* **DOCUMENT EXTRACT**
########################################
Earlier this year, Raleigh, N.C.-based Misys Healthcare Systems shook things up at the top with the hiring of Roger (Vern) Davenport as executive vice president and general manager. He replaces Tom Skelton as leader of the division, who resigned to pursue other interests, according to the company.
Davenport, who joined the organization from Eastman Kodak Company — which, almost at the same time, sold its entire healthcare business to Toronto-based Onex, and renamed the division Carestream — has over 25 years of experience in the healthcare industry. Though the timing might lend one to think Davenport saw the writing on the wall at Kodak, he says the acquisition had "nothing to do with my coming or going."
With less than a week on the job at the time of this interview, Davenport said he hoped to help the company recover from a "lack of focus. Some borne out of management buyout activity in the last year from Misys PLC, but all of that is behind us now." He said the company would renew its focus on customer needs, a task Davenport said he was very comfortable with considering his work history.
Specifically, Davenport said he planned to make sure Misys Healthcare divisions worked together instead of as autonomous entities as they had done in the past, a charge handed down by Misys PLC CEO Mike Lawrie. "From the top leadership of PLC, we are going to work closer together," he explains. But the lack of coordination is something that also needs to be remedied within the healthcare division. "This has been run like a portfolio of companies," he adds. "We need to find the leverage points between them, and pick those places in the market where we want to compete."
########################################
* **EXTRACTED INFORMATION**
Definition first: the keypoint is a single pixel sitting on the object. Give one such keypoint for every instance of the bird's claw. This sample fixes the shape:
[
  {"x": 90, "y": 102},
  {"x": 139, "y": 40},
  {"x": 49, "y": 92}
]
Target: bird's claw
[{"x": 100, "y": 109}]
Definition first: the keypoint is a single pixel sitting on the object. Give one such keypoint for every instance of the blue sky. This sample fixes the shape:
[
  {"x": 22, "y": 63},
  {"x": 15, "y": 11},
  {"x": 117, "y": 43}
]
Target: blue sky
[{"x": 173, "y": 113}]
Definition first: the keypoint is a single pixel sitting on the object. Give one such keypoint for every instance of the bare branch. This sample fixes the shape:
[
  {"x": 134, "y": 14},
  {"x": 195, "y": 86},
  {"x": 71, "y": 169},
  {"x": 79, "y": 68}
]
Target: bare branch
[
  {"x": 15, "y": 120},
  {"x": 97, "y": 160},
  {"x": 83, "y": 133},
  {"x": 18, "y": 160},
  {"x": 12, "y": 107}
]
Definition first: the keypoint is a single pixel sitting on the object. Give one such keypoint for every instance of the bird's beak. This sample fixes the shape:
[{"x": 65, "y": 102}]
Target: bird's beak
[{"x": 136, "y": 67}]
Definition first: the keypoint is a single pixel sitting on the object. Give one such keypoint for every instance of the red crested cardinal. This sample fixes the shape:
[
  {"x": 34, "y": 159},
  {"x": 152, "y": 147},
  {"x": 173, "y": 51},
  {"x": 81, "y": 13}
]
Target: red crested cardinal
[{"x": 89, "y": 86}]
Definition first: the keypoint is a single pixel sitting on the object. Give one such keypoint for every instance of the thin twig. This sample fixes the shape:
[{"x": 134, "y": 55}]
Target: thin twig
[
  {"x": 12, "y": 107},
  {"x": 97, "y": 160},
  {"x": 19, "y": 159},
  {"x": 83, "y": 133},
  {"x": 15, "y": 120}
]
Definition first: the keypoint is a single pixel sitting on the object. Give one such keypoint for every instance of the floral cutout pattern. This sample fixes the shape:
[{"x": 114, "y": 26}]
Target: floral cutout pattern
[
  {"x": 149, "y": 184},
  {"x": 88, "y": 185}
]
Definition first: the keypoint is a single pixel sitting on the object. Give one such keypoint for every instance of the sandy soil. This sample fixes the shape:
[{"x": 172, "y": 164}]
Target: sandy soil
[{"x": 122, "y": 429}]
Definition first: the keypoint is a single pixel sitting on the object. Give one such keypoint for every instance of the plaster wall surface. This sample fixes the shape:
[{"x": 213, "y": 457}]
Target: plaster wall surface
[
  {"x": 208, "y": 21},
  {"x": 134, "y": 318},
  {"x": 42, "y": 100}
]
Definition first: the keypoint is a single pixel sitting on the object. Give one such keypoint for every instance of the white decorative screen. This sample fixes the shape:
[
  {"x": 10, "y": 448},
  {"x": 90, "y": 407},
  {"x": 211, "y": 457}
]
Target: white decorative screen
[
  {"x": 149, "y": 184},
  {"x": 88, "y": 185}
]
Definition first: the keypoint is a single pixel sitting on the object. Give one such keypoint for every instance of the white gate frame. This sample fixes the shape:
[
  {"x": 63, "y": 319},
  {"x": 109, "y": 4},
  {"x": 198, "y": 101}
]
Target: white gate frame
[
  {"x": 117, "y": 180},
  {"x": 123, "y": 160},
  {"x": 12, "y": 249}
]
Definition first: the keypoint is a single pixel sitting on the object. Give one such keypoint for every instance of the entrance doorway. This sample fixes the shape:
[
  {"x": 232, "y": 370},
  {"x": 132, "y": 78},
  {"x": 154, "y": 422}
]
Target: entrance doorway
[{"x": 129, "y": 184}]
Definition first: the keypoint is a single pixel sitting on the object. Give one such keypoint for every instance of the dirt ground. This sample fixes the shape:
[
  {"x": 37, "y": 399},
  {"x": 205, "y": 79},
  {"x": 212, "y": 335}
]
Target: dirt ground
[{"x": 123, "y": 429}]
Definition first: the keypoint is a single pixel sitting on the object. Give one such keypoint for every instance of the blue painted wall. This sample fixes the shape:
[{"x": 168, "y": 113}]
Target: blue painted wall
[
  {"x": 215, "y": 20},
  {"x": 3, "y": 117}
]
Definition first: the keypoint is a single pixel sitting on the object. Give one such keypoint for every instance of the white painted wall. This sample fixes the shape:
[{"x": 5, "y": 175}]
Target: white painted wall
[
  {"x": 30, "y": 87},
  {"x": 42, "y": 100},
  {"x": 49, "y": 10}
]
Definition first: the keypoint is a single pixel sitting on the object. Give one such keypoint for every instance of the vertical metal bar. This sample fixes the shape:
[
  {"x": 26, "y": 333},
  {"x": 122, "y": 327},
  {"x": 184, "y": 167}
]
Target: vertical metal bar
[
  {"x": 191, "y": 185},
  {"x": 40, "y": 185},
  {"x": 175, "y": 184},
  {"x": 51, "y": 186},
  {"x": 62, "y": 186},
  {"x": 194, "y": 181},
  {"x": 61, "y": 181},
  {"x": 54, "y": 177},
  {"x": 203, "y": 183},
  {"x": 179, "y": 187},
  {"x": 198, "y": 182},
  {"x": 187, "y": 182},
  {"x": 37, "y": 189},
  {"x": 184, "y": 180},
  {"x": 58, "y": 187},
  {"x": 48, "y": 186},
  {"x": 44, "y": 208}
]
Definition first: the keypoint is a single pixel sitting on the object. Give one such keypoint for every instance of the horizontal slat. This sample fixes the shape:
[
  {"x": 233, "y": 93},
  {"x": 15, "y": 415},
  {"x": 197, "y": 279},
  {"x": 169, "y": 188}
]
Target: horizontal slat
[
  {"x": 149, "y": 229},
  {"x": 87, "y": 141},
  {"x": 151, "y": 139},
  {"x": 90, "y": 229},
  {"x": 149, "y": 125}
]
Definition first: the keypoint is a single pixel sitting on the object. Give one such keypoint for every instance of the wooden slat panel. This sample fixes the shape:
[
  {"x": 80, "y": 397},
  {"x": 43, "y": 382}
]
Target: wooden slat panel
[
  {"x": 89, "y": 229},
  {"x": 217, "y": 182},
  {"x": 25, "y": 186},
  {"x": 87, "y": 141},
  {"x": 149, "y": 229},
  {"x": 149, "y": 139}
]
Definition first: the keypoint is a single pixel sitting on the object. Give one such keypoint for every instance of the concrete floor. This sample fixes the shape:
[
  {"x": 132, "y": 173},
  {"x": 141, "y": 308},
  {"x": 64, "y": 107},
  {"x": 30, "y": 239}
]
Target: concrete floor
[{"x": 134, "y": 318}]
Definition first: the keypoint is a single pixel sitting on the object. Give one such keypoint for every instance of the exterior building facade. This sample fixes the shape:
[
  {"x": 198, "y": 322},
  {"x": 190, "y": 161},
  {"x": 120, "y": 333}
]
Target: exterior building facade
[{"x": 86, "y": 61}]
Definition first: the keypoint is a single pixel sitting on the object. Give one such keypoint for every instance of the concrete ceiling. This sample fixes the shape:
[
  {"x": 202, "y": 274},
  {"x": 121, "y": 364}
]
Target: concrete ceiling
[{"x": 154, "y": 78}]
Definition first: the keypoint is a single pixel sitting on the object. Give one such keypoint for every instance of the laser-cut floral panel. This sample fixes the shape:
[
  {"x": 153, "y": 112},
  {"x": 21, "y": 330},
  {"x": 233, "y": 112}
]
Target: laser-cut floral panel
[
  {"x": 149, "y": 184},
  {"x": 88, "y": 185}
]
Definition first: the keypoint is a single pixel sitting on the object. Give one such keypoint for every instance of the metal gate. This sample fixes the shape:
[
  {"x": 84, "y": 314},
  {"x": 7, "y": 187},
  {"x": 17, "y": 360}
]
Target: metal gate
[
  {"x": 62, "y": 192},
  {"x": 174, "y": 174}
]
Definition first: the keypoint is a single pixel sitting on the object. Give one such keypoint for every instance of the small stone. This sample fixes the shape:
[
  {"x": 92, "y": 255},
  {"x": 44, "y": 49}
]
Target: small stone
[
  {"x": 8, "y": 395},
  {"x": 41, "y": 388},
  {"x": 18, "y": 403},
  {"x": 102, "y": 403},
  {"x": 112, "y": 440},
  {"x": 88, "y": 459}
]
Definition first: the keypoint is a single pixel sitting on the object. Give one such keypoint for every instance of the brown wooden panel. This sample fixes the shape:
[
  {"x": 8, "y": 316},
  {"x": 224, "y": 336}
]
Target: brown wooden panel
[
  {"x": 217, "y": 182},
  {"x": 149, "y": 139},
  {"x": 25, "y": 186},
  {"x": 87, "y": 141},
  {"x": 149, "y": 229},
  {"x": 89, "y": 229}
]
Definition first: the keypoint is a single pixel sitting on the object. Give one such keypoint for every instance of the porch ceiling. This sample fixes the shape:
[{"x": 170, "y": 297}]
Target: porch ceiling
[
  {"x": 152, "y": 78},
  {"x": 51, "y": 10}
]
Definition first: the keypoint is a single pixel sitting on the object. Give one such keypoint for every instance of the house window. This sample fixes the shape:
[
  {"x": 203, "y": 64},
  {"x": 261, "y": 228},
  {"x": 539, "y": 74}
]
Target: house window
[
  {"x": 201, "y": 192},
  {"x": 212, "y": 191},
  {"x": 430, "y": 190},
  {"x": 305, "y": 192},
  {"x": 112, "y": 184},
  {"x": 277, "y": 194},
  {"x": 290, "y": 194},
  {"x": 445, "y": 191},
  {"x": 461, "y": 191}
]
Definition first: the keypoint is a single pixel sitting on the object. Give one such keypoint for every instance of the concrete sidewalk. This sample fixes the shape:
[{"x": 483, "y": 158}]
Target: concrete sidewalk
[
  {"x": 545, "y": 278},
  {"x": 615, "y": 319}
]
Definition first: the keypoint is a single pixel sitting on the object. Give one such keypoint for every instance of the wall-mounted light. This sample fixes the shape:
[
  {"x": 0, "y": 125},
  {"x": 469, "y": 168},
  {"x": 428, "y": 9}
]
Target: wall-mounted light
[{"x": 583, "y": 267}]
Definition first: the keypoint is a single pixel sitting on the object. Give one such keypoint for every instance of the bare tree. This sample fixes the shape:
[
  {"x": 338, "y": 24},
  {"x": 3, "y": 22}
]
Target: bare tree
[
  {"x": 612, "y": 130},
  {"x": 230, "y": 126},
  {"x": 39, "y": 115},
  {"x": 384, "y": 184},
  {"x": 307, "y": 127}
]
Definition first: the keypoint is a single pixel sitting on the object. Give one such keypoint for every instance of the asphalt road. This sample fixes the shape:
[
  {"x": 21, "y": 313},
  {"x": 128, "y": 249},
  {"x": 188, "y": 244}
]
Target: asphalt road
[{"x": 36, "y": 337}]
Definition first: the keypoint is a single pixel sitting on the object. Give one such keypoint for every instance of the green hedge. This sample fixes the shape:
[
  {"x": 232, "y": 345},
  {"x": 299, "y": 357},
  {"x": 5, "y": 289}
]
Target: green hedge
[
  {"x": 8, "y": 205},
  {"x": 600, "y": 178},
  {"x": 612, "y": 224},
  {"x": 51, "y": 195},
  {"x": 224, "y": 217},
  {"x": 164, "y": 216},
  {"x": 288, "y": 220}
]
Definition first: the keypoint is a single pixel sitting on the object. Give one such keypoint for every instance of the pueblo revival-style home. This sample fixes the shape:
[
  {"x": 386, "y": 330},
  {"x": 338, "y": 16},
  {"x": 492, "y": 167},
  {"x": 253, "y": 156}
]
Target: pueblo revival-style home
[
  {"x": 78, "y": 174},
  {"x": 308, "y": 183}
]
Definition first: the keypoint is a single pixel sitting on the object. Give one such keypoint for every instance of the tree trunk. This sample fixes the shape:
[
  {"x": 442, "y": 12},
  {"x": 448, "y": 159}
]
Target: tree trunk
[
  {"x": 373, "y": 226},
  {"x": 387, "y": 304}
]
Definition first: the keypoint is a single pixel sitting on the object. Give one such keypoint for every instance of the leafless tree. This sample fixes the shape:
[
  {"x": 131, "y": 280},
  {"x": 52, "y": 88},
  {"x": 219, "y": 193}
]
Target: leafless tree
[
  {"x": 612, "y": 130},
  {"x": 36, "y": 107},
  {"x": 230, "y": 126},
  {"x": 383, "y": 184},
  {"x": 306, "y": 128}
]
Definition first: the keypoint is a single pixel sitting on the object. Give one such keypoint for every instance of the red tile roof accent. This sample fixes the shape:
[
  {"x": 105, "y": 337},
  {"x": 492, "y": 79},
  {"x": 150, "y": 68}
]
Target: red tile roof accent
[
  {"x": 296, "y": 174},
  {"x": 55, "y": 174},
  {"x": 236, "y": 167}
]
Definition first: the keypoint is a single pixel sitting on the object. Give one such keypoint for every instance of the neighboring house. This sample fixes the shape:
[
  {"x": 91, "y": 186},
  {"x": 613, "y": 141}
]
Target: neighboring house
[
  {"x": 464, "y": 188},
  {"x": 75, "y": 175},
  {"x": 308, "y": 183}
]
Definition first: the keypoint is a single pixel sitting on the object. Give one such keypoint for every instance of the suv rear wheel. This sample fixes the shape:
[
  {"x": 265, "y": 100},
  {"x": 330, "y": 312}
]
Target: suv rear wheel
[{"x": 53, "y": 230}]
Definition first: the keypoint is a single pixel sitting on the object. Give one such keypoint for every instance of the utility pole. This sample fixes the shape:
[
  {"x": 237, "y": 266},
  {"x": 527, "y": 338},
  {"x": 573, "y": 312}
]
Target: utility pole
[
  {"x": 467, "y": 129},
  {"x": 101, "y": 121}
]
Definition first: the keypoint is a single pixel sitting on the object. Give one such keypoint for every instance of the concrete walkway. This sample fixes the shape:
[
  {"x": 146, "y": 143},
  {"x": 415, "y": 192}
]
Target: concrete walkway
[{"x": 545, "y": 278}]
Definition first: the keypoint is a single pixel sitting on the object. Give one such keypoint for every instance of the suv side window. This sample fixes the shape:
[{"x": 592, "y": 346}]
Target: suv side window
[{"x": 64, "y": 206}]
########################################
* **WHAT IS REQUIRED**
Retype from the Misys Healthcare article, exactly, the passage starting at "Earlier this year, Raleigh, N.C.-based" up to and including "to the company.".

* **ANSWER FOR THIS EXERCISE**
Earlier this year, Raleigh, N.C.-based Misys Healthcare Systems shook things up at the top with the hiring of Roger (Vern) Davenport as executive vice president and general manager. He replaces Tom Skelton as leader of the division, who resigned to pursue other interests, according to the company.